▶ **What you should do**
Every record below must come back exactly as given.

▶ **Task data**
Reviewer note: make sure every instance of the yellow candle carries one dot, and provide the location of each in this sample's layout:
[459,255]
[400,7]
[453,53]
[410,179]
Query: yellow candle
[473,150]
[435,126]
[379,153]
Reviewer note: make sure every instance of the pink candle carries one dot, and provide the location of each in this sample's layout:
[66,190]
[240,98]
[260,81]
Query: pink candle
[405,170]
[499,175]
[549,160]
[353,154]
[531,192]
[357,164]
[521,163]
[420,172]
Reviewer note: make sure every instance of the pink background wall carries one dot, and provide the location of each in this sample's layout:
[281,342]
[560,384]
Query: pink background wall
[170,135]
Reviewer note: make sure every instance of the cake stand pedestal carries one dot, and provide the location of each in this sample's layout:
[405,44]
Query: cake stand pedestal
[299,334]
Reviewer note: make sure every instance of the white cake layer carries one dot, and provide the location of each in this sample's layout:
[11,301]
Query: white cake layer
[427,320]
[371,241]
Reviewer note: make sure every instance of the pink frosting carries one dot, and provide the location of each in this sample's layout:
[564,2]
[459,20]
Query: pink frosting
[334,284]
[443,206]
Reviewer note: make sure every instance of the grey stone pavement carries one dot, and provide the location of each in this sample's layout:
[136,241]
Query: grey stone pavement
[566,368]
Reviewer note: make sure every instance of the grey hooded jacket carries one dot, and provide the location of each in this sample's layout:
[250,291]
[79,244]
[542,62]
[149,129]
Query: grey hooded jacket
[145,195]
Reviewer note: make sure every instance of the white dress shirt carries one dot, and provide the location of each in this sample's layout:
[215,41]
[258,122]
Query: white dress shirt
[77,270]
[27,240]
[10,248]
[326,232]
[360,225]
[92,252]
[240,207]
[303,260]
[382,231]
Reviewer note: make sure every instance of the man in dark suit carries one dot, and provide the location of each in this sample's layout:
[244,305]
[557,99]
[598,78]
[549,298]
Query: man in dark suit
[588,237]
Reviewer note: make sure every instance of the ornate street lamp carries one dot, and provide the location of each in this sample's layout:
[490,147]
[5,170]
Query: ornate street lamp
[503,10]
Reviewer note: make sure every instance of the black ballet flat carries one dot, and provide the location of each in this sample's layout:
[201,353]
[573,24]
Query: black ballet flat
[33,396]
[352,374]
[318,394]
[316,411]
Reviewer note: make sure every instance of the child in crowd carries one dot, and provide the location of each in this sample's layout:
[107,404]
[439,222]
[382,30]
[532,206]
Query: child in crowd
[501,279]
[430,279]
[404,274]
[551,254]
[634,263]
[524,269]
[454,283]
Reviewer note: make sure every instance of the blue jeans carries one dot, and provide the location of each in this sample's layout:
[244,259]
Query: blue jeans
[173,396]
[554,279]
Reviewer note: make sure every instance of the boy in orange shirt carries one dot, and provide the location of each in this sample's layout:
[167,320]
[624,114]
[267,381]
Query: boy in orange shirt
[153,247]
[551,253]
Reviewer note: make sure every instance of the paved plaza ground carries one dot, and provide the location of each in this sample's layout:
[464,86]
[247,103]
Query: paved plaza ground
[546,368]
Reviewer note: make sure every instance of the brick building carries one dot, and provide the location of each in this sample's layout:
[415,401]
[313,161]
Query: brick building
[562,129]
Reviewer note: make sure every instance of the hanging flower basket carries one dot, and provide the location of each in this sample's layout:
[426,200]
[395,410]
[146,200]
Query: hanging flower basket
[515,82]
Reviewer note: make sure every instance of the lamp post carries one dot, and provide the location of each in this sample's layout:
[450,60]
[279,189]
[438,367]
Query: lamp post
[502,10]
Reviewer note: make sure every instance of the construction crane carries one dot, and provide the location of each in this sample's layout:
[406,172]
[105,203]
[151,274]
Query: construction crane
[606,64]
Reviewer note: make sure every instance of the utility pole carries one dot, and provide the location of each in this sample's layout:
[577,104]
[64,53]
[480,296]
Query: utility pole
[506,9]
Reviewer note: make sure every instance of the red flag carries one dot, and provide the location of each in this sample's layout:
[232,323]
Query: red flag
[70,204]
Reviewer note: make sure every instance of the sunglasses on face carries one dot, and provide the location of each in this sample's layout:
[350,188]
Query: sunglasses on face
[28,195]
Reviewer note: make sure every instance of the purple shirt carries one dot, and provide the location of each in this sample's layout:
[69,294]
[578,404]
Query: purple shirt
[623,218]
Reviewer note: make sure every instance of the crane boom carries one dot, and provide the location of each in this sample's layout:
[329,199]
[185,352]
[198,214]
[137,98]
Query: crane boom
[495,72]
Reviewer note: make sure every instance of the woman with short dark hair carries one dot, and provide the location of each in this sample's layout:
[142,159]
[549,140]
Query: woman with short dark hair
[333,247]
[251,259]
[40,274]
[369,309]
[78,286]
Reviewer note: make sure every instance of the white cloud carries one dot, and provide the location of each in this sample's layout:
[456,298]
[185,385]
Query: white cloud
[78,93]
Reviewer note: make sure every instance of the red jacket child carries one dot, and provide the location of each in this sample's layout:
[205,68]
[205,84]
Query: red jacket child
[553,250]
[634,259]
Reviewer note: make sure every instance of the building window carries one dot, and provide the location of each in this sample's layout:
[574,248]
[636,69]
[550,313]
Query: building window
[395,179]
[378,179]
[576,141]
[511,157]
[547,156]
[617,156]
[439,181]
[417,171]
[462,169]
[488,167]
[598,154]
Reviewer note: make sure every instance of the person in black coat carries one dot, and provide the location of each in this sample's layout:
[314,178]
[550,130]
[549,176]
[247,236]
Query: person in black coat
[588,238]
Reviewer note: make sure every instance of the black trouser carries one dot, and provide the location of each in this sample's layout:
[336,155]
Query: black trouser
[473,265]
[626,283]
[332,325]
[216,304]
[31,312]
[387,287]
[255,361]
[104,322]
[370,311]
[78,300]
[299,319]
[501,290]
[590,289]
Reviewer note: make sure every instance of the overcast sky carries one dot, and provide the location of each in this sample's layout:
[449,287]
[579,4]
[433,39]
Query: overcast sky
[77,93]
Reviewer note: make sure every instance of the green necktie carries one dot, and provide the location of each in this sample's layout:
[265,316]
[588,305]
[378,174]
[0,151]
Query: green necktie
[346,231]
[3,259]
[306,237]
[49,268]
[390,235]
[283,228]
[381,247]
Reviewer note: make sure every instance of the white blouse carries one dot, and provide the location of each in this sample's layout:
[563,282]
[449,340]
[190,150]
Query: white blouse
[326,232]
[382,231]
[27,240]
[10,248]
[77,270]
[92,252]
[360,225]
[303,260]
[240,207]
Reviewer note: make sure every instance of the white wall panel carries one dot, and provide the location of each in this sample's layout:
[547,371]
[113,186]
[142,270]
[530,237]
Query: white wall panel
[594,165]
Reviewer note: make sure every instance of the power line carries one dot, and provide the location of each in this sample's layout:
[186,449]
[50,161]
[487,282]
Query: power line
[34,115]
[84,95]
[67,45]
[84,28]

▶ **Reply**
Reviewer note: make sure every instance of the yellow candle carries one dot, and provide the location of each in this sample's layout:
[459,255]
[400,7]
[453,53]
[410,179]
Query: yellow candle
[473,150]
[435,126]
[379,153]
Reviewer note: make sure every instance of the pink candle carries one dot, and provide the location of each in this sample's layout:
[66,190]
[240,98]
[260,81]
Query: pink candle
[405,170]
[499,175]
[549,160]
[353,154]
[531,192]
[357,164]
[521,163]
[420,172]
Reviewer note: make sure every instance of the pink background wall carries one dot, and provide the location of each in this sample's layout:
[281,342]
[560,384]
Query: pink background wall
[170,135]
Reviewer note: make sure every instance of the cake stand pedestal carries one dot, and provide the location of each in this sample's layout:
[405,44]
Query: cake stand pedestal
[299,334]
Reviewer note: make sure every instance of the white cake layer carries one dot, and provide the location of each in this sample's layout:
[11,301]
Query: white cake layer
[427,320]
[371,241]
Reviewer note: make sure every instance of the pink frosting carries one dot, and provide the location of each in this sample's layout:
[564,2]
[459,20]
Query: pink frosting
[334,284]
[443,206]
Reviewer note: make sure every instance of the grey stone pavement carries one dot, and provide the location of each in this sample's layout:
[136,241]
Query: grey stone pavement
[566,368]
Reviewer note: make sure every instance of the grey hooded jacket carries one dot, and provide the location of each in this sample's layout:
[250,291]
[79,244]
[542,62]
[149,129]
Query: grey hooded jacket
[145,195]
Reviewer note: make sure every instance of the white dress shirt carries one dot, and provide the location of each in this sample's layout:
[215,41]
[258,122]
Query: white dress shirt
[77,270]
[27,240]
[10,248]
[326,232]
[360,225]
[92,252]
[240,207]
[303,260]
[382,231]
Reviewer note: make sure every instance of the man in dark suit carries one dot, and provide the location of each in this sample's layout:
[244,305]
[557,99]
[598,78]
[549,298]
Query: man in dark suit
[588,237]
Reviewer note: make sure every instance of the ornate street lamp carries one dot, and provide the location of each in this sample's layout:
[490,147]
[5,170]
Query: ornate street lamp
[503,10]
Reviewer note: make sure every instance of the black ballet flat carries one dot, and provide the location of each in this sample's layout:
[201,353]
[573,24]
Query: black ballet flat
[33,396]
[352,374]
[318,394]
[316,411]
Reviewer note: make sure every instance of the child in crowd carries one dot, and provide the location of each in this sample's layout:
[107,404]
[439,222]
[382,30]
[532,206]
Query: child in crowd
[501,279]
[430,279]
[404,274]
[551,254]
[634,263]
[524,269]
[454,283]
Reviewer note: make sure every instance of the blue jeans carries one dot, and provide the location of each in this sample's layout:
[244,259]
Query: blue jeans
[173,396]
[554,279]
Reviewer note: make sure every instance of the boy in orange shirt carries one dot, and provide the location of each in this sample's layout:
[167,320]
[624,114]
[267,381]
Query: boy in orange shirt
[153,247]
[551,253]
Reviewer note: make sure every instance of the paved plaza ground carries one dot, and provide the location of each in this sample's layout:
[464,86]
[247,103]
Query: paved plaza ground
[546,368]
Reviewer note: make sure every instance of the brick building carries one dot, and provide the location of each in this sample's layout:
[415,401]
[313,161]
Query: brick building
[562,129]
Reviewer note: make sure every instance of the hanging flower basket carries one dot, and provide the location of each in this sample's layout:
[426,200]
[395,410]
[146,200]
Query: hanging flower basket
[515,82]
Reviewer note: make sure every instance of the lamp post carries one dot, and provide the location of each in this sample's layout:
[450,60]
[279,189]
[438,367]
Query: lamp post
[502,10]
Reviewer note: make sure every instance of the construction crane carries one dot, and provide the location of each in this sample's layout:
[406,172]
[105,203]
[151,274]
Query: construction crane
[606,64]
Reviewer note: make sure every instance of the utility pole carries one dot, and provide the location of each in this sample's layout:
[577,104]
[64,53]
[480,296]
Query: utility pole
[506,9]
Reviewer note: make sure every instance of the red flag carries one dot, and provide the location of each in this sample's layout:
[232,323]
Query: red flag
[70,204]
Reviewer note: make sure every instance of the sunglasses on face carries one dot, and provide the location of each in this sample's layout:
[350,188]
Query: sunglasses on face
[28,195]
Reviewer note: make sure every instance of the purple shirt carries one dot, and provide the location of each in this sample's layout:
[69,294]
[578,404]
Query: purple shirt
[623,218]
Reviewer note: make sure every instance of the crane boom carries one dot, and provide the location of each in this sample's layout:
[329,199]
[185,352]
[198,214]
[137,98]
Query: crane boom
[495,72]
Reviewer note: make sure every instance of the woman with short dark hair carries one dot, and provide the location of each in this sample's layout:
[142,159]
[549,140]
Query: woman with short dark hair
[333,247]
[251,259]
[40,274]
[369,309]
[78,286]
Reviewer note: make sure every instance of the white cloud carries one dot, and provide the location of each in this sample's layout:
[456,298]
[185,385]
Query: white cloud
[78,93]
Reviewer note: make sure every instance of the red jacket child carries one dot, and provide the location of each in this sample's layout:
[205,68]
[205,84]
Query: red jacket child
[553,250]
[634,259]
Reviewer note: make sure every instance of the building window carries one dot, and provide the location of each in this sample's layout:
[574,248]
[636,69]
[550,313]
Query: building window
[395,179]
[378,179]
[576,141]
[511,157]
[547,156]
[617,156]
[439,181]
[417,171]
[462,169]
[488,167]
[598,154]
Reviewer note: make sure every instance of the person in black coat carries one dot, and provide the location of each in this sample's layout:
[314,178]
[550,130]
[549,176]
[247,236]
Query: person in black coat
[588,238]
Reviewer note: make sure every instance of the black trouser carries one dot, and provide the location of each in this sample's layout:
[336,155]
Query: black trouser
[473,265]
[626,283]
[332,325]
[216,304]
[31,312]
[387,287]
[255,361]
[104,322]
[370,311]
[78,300]
[299,319]
[501,290]
[590,289]
Reviewer note: make sure every instance of the overcast sky carries one dot, and provide the location of each in this sample's layout:
[449,287]
[579,4]
[433,39]
Query: overcast sky
[77,93]
Reviewer note: make sure every instance of the green necktie carries one dot, and provide the location of each in this sample's layout:
[265,316]
[588,305]
[378,174]
[0,151]
Query: green necktie
[346,231]
[3,259]
[306,237]
[49,268]
[390,235]
[283,228]
[381,247]
Reviewer note: make sure every instance of the white blouse carries one dot, and provide the location of each in this sample's layout:
[563,282]
[449,340]
[190,150]
Query: white blouse
[326,232]
[382,231]
[27,240]
[10,248]
[77,270]
[92,252]
[360,225]
[303,260]
[240,207]
Reviewer note: make sure every instance of the white wall panel carries one dot, and provide the location of each in this sample's layout:
[547,371]
[113,186]
[142,270]
[530,237]
Query: white wall panel
[594,165]
Reviewer note: make sure every instance of the power line carries one dot, and provide the location of each in this sample's layout:
[186,449]
[50,161]
[487,282]
Query: power line
[34,115]
[84,95]
[67,45]
[84,28]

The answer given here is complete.